+++ Source text +++

Efficacy of prayer questioned

Efficacy of prayer questioned April 1, 2011

Prayer is a pretty common feature of human existence, and holy books typically instruct believers to pray to obtain special blessing. But how do we know it works? Well, one line of thought is that a large number of people believe it works, and they unlikely to all be wrong.

Francis Galton, a freelance statistician based in London, England, has his doubts. He’s published an analysis in which he points out that many other widely-held beliefs have fallen by the way-side:

Witches were unanimously believed in, and were regularly exorcised, and punished by law, up to the beginning of the last century. Ordeals and duels, most reasonable solutions of complicated difficulties according to the popular theory of religion, were found absolutely fallacious in practice. The miraculous power of relics and images, still so general in Southern Europe, is scouted in England. The importance ascribed to dreams, the barely extinct claims of astrology, and auguries of good or evil luck, and many other well-known products of superstition which are found to exist in every country, have ceased to be believed in by us.

To test whether prayer really is effective, Galton begins by looking at life expectancy. Monarchs are among the most widely prayed-for people in Europe. And yet, Galton reports, their life expectancy (64 years) is actually shorter than other affluent people, such as Army Officers (67 years) and the gentry (70 years).

In fact, even the clergy, who pray regularly (and whose prayers are “full of petitions for temporal benefits”), don’t live long (69.5 years). Slightly longer than lawyers (68) years and medical men (67.3 years), it’s true, but Galton puts this down to “the easy country life and family repose of so many of the clergy” which “are obvious sanatory conditions in their favour”

+++ Raw data +++

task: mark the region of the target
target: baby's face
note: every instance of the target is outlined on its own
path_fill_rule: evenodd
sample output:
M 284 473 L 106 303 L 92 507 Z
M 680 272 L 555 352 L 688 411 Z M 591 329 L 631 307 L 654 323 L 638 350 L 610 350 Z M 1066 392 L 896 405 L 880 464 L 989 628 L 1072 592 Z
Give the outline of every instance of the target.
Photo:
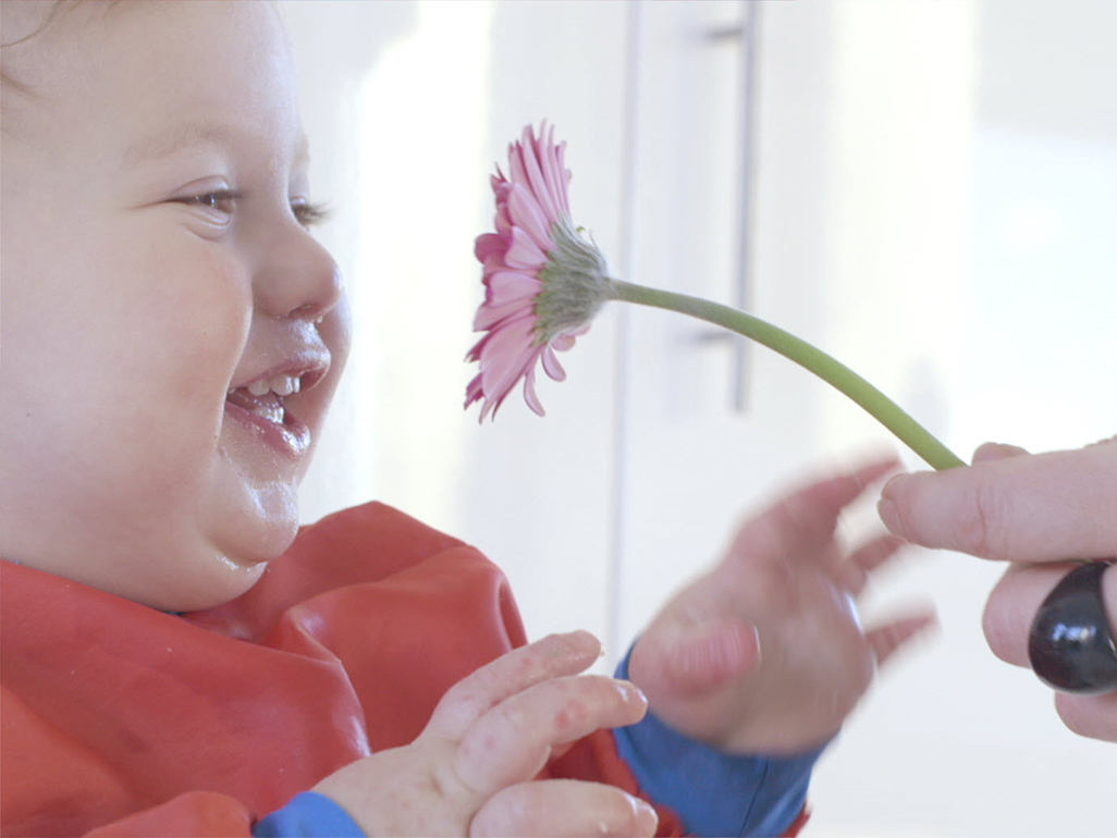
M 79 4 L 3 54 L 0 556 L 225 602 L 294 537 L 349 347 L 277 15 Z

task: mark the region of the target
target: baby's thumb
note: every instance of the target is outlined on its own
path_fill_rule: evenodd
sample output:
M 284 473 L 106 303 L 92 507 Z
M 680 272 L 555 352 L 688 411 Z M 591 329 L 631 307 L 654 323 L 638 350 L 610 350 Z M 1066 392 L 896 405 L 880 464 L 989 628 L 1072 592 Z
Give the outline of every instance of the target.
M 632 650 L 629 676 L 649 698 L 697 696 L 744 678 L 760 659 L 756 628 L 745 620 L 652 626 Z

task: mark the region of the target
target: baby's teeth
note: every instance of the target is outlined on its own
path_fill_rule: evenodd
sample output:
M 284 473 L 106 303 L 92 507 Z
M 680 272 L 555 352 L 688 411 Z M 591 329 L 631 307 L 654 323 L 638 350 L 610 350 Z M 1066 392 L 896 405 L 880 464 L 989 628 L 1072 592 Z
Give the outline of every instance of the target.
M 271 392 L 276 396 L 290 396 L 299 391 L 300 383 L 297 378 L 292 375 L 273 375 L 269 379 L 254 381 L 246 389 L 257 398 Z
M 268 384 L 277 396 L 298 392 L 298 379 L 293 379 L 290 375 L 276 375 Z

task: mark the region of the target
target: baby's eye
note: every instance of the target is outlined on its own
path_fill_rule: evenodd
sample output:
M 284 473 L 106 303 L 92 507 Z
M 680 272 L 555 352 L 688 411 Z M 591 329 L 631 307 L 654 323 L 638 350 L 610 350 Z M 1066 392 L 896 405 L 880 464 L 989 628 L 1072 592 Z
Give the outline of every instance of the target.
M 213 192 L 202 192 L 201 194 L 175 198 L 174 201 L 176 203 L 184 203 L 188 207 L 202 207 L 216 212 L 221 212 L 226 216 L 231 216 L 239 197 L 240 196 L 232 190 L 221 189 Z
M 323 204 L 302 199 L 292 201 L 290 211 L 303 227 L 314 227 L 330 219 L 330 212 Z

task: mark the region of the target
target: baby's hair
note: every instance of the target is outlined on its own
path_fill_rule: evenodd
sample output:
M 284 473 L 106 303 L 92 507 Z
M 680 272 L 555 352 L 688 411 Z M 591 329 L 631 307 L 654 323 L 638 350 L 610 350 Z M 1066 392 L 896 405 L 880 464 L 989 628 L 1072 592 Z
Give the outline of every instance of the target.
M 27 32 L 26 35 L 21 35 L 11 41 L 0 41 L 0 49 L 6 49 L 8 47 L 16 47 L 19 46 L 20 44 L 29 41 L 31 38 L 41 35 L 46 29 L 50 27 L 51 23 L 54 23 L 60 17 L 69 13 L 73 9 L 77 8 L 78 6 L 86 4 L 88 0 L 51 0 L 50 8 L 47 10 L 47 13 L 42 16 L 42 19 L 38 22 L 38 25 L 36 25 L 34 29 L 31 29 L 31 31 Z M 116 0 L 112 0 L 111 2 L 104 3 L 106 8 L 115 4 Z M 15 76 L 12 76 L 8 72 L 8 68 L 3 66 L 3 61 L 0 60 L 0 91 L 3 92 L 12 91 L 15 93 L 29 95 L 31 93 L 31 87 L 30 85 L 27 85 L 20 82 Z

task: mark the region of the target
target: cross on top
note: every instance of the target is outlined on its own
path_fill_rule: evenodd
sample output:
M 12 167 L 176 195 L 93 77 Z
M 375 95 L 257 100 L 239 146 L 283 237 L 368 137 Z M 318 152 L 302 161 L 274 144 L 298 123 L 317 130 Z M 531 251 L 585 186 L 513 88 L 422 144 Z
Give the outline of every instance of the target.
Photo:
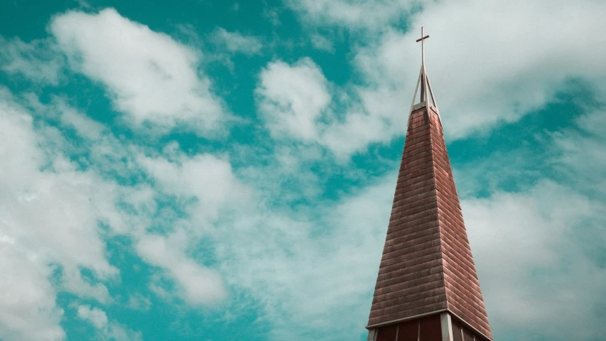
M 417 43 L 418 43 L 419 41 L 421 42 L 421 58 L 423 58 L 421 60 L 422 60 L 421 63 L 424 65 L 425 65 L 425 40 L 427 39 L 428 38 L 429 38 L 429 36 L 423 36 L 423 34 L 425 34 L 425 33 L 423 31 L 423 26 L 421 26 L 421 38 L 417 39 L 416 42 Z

+++
+++ Raw data +++

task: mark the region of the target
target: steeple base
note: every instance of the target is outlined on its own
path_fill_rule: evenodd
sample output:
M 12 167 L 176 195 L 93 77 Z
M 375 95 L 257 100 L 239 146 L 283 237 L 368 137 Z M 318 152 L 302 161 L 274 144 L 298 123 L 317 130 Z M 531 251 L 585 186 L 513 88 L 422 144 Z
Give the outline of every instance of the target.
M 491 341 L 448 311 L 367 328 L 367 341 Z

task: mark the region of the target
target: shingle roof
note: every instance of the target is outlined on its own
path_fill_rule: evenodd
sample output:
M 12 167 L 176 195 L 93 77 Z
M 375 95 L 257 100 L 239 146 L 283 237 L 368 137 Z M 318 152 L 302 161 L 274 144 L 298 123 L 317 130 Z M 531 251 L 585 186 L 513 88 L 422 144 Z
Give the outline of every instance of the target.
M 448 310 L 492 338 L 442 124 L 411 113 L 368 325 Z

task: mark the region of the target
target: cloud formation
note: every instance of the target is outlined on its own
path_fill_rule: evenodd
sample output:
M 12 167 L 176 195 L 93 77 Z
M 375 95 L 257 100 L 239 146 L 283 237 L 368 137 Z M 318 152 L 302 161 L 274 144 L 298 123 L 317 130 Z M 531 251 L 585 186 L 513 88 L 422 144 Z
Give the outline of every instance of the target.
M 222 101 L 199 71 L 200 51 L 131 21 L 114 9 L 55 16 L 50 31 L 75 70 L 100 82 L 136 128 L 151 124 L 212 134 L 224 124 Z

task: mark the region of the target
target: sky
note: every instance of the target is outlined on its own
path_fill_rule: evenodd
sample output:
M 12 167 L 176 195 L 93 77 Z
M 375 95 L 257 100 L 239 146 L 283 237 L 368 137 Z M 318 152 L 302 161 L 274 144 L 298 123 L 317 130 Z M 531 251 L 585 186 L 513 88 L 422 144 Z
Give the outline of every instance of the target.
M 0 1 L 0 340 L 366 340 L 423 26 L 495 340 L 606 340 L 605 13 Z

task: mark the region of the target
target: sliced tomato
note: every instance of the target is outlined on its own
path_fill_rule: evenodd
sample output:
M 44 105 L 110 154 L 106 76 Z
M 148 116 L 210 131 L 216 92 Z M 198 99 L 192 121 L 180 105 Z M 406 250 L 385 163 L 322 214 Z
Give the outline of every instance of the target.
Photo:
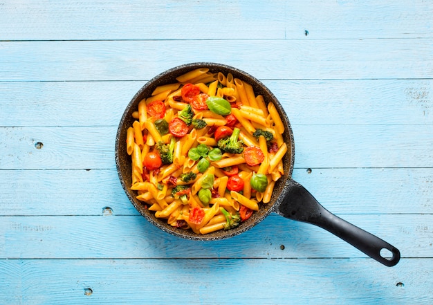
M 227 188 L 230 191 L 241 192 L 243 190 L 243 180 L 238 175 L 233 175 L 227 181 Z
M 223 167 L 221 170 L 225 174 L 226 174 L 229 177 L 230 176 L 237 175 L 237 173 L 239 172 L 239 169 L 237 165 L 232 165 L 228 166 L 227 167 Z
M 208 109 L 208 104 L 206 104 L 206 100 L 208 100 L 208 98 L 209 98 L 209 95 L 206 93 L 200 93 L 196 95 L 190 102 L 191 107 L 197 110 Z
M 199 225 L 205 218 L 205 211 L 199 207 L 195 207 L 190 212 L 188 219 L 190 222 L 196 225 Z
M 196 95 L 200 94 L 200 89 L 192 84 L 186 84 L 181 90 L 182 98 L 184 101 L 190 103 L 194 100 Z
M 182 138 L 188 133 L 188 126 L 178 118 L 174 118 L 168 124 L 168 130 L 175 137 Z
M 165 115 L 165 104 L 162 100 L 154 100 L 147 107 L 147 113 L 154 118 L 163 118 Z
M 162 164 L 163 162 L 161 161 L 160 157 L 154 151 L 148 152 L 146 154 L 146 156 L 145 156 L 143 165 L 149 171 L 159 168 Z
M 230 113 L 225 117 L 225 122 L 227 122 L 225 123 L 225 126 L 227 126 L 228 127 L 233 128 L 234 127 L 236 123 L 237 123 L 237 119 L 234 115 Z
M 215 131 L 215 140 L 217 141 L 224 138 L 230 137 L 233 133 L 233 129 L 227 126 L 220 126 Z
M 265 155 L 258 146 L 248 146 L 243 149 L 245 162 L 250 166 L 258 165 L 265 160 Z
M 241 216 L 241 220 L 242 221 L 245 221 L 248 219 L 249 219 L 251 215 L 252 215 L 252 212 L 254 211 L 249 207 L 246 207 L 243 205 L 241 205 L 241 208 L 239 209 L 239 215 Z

+++

● **Assigned task 1**: Translate this sentence from the prayer article into Spanish: "Monarchs are among the most widely prayed-for people in Europe."
● **Assigned task 2**: The prayer article compares the life expectancy of several groups of people. List each group with the figure it is given.
● **Assigned task 3**: Resume the prayer article after its final sentence and write the next paragraph.

● **Task response 1**: Los monarcas están entre las personas por las que más se reza en Europa.

● **Task response 2**:
- Monarchs: 64 years
- Army Officers: 67 years
- The gentry: 70 years
- The clergy: 69.5 years
- Lawyers: 68 years
- Medical men: 67.3 years

● **Task response 3**:
Galton goes on to point out some other interesting facts – the number of still born children born to clergy is no lower than for other professions. Missionaries often die of tropical fever soon after their arrival. Despite the fact that we often pray that “Nobility may be endued with grace, wisdom and understanding”, both nobles and the clergy are often quite mad – in the case of the clergy, Galton says, this is probably a result of their “meditations on hell”.

What’s more, the insurance industry, where pragmatism is a must, shows up the inefficacy of prayer. Boats carrying missionaries are not offered lower premiums than vessels on a purely mercantile mission. Lightening strikes have disproved the theory that god would protect churches, and now lightening conductors are universal.

All this, Galton concludes, provides sufficient evidence that prayer does not work. It’s now up to those who disagree to prove otherwise.

Galton finishes by conceding that prayer can be uplifting, even if it doesn’t work. But he argues those who are sceptical can have an equal sense of wonder and rejoice in the world around them:

… it is equally certain that similar benefits are not excluded from those who on conscientious grounds are sceptical as to the reality of a power of communion. These can dwell on the undoubted fact, that there exists a solidarity between themselves and what surrounds them, through the endless reactions of physical laws, among which the hereditary influences are to be included. They know that they are descended from an endless past, that they have a brotherhood with all that is, and have each his own share of responsibility in the parentage of an endless future. The effort to familiarize the imagination with this great idea has much in common with the effort of communing with a God, and its reaction on the mind of the thinker is in many important respects the same. It may not equally rejoice the heart, but it is quite as powerful in ennobling the resolves, and it is found to give serenity during the trials of life and in the shadow of approaching death.

Galton, F (1872). Statistical Inquiries into the Efficacy of Prayer. Fortnightly Review , 12, 125-135

Creative Commons License This article by Tom Rees was first published on Epiphenom. It is licensed under Creative Commons.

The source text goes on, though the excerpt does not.